Source passage:
======
The qualitative research showed that more generally, COVID-19 had changed how consumers buy, cook and eat food.

  • Experiences of COVID-19 for UK citizens were variable, including time, space to spare, health, employment and financial status, existing food habits, geography and trust in food businesses and systems. 
  • Many experienced positive changes to household food behaviours that they wished to continue as lockdown eased, for example increased home-cooking and food sharing and increased attention to diet.
  • Trust in food businesses had mostly strengthened under COVID-19, driven primarily by a perceived robust ‘return to normal’ after early disruptions like product shortages. 
  • Participants were eager for clear visual safety cues in shops, particularly clear social distancing. 
  • Participants were for the most part not thinking in-depth about UK or global food systems under COVID-19. However, awareness of food systems issues were more prominent than in past research.  

Social media listening 

  • Key themes included consumer purchasing behaviours, food delivery, restaurants’ response to lockdown and safety around new regulations and recommendations.    
  • This short study demonstrated the potential use and inherent limitations of using social media to gain insight into people’s behaviour and attitudes. In context with survey and desk research data, social media listening helped to provide a more complete picture of how the public reacted to this pandemic in near real time. We concluded that social media analysis should be used to support other, more robust research and surveys.

FSA COVID-19 expert panel 

Our expert panel helped us to understand the potential impact of longer-term changes. They concluded that the policy response to COVID-19 outbreak needs to be responsive, far reaching, and address the needs of both the consumer and food businesses. 

  • In the short term, a reduction of regulatory oversight/inspection was a cause of concern.  
  • Later, changing businesses models leading to a lack of awareness of requirements was another focus. Changes to business practices include business diversification, specifically the shift to online delivery and takeaway 
  • Changes to consumer behaviours include an increase in home cooking/food preparation. 

Data tables are available for each Wave on our open data catalogue. You will also find guidance on how to use the data tables. We hope to be able to upload our SPSS datasets on to the open data catalogue shortly.
======
(Dataset entries)
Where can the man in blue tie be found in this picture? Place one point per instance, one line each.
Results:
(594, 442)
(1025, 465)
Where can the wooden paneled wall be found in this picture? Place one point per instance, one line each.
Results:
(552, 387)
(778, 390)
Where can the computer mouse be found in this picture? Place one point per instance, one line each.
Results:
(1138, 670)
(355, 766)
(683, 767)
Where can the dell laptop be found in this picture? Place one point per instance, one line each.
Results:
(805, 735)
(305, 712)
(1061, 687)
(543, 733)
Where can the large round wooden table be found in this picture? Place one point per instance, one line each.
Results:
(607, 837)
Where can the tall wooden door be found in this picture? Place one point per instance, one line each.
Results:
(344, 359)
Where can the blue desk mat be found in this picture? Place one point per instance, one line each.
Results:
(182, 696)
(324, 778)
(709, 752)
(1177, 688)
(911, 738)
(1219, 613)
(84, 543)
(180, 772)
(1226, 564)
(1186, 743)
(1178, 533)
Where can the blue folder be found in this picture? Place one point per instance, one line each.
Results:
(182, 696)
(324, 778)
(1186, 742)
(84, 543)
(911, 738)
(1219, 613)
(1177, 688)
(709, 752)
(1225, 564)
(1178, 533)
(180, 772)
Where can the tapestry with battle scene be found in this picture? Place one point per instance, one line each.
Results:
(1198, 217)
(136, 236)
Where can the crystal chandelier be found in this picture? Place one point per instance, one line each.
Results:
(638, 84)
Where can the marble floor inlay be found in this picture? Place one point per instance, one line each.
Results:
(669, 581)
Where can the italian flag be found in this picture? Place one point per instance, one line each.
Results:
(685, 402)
======
Exercise: Decide whether each statement agrees with the COVID-19 findings, answering yes or no and quoting the words of the text that settle it: (a) Trust in food businesses mostly weakened under COVID-19. (b) Social media analysis is judged best used to support other research. (c) An increase in home cooking is listed among changes to consumer behaviours. The data is separate material and has no connection to the COVID-19 findings.

Written response:
(a) No: "Trust in food businesses had mostly strengthened under COVID-19"
(b) Yes: "We concluded that social media analysis should be used to support other, more robust research and surveys."
(c) Yes: "Changes to consumer behaviours include an increase in home cooking/food preparation."